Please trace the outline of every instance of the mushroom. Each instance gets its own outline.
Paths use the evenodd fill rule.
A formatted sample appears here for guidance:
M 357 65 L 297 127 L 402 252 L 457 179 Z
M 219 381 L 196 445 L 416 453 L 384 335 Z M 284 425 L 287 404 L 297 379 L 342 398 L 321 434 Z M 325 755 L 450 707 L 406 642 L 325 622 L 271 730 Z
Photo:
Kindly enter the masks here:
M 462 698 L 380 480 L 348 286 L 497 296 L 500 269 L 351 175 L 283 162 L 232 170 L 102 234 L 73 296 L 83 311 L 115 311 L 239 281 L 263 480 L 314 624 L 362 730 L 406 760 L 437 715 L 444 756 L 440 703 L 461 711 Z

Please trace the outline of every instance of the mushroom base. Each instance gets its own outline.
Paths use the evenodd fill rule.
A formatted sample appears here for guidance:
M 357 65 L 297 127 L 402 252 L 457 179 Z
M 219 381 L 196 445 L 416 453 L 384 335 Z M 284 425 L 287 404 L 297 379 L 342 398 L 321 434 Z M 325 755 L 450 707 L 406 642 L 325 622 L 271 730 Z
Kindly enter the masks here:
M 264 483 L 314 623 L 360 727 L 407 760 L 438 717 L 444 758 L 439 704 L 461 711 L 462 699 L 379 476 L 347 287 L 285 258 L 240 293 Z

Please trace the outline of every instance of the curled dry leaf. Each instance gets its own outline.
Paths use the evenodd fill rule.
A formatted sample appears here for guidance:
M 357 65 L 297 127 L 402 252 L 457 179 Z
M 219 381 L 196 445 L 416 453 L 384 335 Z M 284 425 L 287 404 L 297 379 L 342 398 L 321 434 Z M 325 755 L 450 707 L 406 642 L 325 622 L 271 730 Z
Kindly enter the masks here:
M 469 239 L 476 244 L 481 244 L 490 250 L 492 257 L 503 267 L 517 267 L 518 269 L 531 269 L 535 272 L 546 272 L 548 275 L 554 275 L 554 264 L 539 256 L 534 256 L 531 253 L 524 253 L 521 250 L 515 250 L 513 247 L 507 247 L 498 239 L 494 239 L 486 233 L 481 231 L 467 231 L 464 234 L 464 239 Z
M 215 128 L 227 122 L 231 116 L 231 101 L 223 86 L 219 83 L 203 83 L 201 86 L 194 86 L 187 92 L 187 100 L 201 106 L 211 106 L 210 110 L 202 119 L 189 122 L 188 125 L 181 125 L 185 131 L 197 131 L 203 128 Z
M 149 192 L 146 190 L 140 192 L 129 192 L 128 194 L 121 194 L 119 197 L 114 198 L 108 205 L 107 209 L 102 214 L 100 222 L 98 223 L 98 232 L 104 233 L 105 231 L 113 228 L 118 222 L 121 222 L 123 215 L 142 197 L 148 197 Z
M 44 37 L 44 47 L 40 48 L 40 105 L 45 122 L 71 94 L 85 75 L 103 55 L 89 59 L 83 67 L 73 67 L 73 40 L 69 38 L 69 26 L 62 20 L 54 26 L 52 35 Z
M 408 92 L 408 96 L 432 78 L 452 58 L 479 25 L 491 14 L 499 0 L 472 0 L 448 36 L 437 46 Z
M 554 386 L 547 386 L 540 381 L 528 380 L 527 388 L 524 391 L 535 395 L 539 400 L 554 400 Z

• _WHAT YOU NEED TO DO_
Copy the data word for word, starting at the line that contains "Please trace the outline of every instance of the curled" and ending at the line that contains "M 469 239 L", both lines included.

• _WRITTEN RESPONSE_
Please trace the outline of every instance of the curled dry leaf. Each instance gets its own outline.
Paths use the evenodd fill rule.
A formatted sample appears here for guidance:
M 357 65 L 297 127 L 402 252 L 457 179 Z
M 219 381 L 196 445 L 416 453 L 384 335 Z M 284 425 L 287 404 L 297 379 L 342 398 L 321 434 Z M 325 755 L 450 707 L 406 642 L 325 622 L 271 730 Z
Kindly enter the masks here:
M 469 239 L 476 244 L 481 244 L 490 250 L 492 257 L 503 267 L 517 267 L 518 269 L 531 269 L 535 272 L 546 272 L 548 275 L 554 275 L 554 264 L 539 256 L 534 256 L 531 253 L 524 253 L 521 250 L 515 250 L 513 247 L 507 247 L 498 239 L 494 239 L 486 233 L 481 231 L 467 231 L 464 234 L 464 239 Z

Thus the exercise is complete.